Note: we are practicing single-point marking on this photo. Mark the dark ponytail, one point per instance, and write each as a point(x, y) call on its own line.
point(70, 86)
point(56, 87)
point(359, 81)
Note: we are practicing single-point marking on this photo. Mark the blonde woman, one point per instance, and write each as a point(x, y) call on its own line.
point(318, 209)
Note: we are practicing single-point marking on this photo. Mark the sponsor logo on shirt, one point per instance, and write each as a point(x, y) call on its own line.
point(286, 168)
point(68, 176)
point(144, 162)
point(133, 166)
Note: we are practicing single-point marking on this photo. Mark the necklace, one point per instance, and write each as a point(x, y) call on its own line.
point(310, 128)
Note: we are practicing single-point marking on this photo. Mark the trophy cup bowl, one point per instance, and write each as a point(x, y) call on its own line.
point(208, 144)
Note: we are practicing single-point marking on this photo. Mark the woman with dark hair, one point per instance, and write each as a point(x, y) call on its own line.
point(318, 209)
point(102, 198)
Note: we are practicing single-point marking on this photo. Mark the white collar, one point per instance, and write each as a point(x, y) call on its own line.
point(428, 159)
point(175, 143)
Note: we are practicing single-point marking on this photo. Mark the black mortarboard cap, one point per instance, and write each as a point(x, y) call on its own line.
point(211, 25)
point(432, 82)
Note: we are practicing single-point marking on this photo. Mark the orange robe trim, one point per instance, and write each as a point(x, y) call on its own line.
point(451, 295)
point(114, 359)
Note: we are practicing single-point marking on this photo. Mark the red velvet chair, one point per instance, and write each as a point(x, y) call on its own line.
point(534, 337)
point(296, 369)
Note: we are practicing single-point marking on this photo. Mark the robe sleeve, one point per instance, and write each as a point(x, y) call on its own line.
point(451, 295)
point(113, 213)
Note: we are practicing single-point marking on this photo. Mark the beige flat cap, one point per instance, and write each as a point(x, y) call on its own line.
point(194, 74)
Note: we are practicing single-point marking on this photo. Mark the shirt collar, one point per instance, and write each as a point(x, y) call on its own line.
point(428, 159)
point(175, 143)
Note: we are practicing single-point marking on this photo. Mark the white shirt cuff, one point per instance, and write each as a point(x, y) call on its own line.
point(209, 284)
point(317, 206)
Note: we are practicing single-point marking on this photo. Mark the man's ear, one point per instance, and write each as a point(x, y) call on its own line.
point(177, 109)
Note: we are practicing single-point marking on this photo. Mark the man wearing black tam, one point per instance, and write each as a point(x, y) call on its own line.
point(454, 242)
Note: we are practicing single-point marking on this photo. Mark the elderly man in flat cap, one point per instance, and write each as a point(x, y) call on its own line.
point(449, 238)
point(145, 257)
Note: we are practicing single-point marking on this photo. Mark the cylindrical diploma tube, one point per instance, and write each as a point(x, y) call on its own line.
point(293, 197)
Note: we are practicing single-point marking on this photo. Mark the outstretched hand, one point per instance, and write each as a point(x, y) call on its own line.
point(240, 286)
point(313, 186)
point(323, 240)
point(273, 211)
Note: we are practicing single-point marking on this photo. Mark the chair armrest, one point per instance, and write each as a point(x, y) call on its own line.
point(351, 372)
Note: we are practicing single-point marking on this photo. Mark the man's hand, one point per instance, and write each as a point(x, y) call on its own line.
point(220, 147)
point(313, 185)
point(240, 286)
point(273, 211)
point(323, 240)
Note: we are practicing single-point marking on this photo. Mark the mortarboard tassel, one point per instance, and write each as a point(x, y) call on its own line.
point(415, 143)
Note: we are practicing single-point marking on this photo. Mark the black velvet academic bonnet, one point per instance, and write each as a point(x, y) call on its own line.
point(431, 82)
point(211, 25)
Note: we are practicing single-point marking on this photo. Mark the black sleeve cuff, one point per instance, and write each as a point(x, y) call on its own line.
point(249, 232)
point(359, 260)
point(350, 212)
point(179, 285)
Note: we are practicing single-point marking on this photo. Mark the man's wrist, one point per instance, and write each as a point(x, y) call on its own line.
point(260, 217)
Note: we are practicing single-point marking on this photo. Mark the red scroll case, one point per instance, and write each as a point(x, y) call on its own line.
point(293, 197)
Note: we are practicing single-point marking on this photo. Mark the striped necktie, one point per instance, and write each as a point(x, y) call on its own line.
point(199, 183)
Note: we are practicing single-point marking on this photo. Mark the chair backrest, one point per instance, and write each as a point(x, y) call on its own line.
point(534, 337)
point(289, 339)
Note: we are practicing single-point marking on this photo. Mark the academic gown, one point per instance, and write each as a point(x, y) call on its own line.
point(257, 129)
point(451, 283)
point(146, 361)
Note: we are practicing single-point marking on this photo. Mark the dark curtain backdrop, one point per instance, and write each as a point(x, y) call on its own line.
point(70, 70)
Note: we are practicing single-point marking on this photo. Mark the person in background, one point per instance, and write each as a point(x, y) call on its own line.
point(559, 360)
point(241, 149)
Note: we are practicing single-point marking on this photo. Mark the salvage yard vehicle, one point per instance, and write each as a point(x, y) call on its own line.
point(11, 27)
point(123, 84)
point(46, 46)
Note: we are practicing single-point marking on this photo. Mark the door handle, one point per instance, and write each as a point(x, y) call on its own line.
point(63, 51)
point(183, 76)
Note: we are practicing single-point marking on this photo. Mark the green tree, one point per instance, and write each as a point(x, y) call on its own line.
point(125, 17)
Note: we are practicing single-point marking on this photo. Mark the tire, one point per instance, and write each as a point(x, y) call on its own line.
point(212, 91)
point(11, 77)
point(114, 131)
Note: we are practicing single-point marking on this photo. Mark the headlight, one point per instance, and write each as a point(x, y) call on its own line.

■ ■ ■ ■ ■ ■ ■

_Exercise_
Reproduce the part that opens with the line containing "chair backrest, one" and closes with the line containing "point(146, 361)", substituting "graduation gown" for "academic gown" and changing nothing else.

_Solution for this task_
Note: we are practicing single-point marking on this photo. Mark the chair backrest, one point per instance, and write each as a point(x, y) call on its own line.
point(534, 337)
point(289, 339)
Note: we are practicing single-point marking on this photo. Mark the graduation gown, one point per instance, and write each as a point(x, y) call on its own line.
point(257, 129)
point(451, 283)
point(146, 361)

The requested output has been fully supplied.